[EXERCISE BRIEF]
Set the pictures aside and transcribe exactly the lines from the one containing "Where can you spot the baseball field" through the final line of the records.
********************
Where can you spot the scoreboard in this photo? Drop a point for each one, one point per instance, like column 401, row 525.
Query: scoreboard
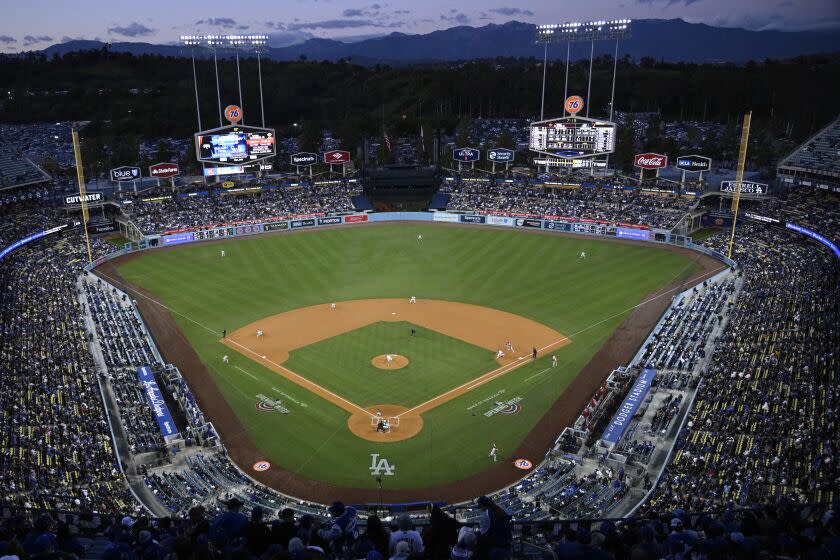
column 572, row 137
column 234, row 145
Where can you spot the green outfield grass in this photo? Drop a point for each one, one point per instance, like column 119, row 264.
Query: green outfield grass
column 437, row 363
column 536, row 276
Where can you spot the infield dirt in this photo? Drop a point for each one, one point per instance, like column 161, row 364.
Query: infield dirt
column 617, row 350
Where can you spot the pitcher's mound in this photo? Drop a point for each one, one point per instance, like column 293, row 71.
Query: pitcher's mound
column 397, row 361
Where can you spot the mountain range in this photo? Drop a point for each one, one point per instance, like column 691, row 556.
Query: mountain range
column 672, row 40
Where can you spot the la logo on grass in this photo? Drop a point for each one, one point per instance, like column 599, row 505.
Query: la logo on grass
column 380, row 467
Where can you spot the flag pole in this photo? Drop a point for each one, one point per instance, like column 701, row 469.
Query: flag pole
column 80, row 175
column 739, row 176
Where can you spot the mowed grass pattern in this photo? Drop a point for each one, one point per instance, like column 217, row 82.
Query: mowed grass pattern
column 536, row 276
column 437, row 363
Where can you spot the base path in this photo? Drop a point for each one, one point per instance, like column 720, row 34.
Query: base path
column 397, row 362
column 618, row 350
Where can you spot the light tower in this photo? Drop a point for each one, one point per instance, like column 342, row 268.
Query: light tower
column 254, row 43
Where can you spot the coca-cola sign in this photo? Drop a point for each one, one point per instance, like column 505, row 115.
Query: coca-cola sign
column 650, row 161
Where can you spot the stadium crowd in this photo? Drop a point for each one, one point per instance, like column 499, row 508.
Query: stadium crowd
column 172, row 213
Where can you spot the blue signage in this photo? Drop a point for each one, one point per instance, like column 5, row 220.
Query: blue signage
column 466, row 154
column 629, row 407
column 816, row 236
column 500, row 155
column 178, row 238
column 631, row 233
column 156, row 402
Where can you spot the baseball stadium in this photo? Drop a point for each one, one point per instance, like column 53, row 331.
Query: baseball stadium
column 542, row 335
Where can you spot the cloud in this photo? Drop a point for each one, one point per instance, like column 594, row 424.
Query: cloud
column 334, row 24
column 30, row 40
column 511, row 12
column 133, row 29
column 455, row 16
column 227, row 23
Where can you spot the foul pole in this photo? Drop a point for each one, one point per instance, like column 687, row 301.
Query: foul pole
column 739, row 176
column 80, row 175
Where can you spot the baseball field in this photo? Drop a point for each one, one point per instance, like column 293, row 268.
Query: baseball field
column 297, row 385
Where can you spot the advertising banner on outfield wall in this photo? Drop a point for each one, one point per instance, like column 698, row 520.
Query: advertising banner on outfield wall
column 528, row 222
column 628, row 408
column 307, row 222
column 355, row 219
column 276, row 226
column 445, row 217
column 178, row 238
column 156, row 402
column 629, row 233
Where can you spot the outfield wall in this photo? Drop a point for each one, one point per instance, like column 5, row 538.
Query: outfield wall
column 558, row 224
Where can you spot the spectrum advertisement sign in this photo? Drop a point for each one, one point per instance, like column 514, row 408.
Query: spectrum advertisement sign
column 628, row 233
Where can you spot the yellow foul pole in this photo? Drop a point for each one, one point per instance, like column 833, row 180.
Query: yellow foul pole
column 82, row 192
column 739, row 176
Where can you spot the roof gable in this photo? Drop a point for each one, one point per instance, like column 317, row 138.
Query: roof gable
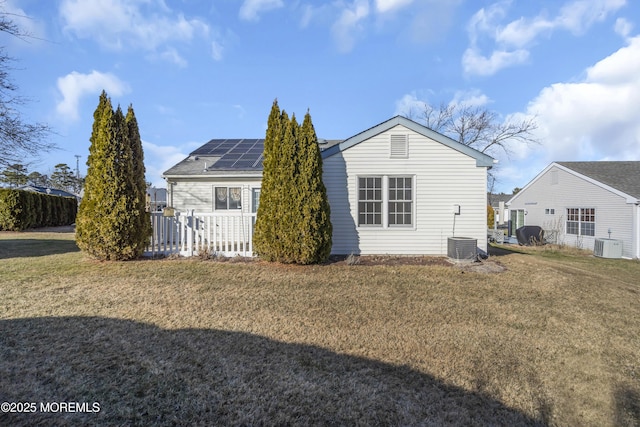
********************
[RESULT FOR THIS EXERCISE]
Where can you spot the baseball field in this photo? Drop a point for each one, one point per instance, like column 293, row 268.
Query: baseball field
column 297, row 385
Where can you spot the advertising banner on outfield wall in this photo? Drop a point for each one, one point per instance, like column 698, row 520.
Query: advertising banner on outfield wall
column 528, row 222
column 628, row 408
column 307, row 222
column 355, row 219
column 276, row 226
column 445, row 217
column 178, row 238
column 156, row 402
column 629, row 233
Where can you spot the outfield wall in this photo? Drop a point for each one, one point per instance, like column 5, row 538.
Query: outfield wall
column 558, row 224
Where can you spot the spectrum advertisement sign in this photo? Drop a point for each one, one point per instance, like column 514, row 408.
Query: spectrum advertisement sign
column 628, row 233
Where can you spot the yellow foul pole in this photo? Drop a point for each one, one point per instance, like column 833, row 180.
Query: yellow foul pole
column 82, row 192
column 739, row 176
Where can you spot the roof gable in this photo? Drop a point for each one, one point per instance, like column 317, row 138.
Query: roof gable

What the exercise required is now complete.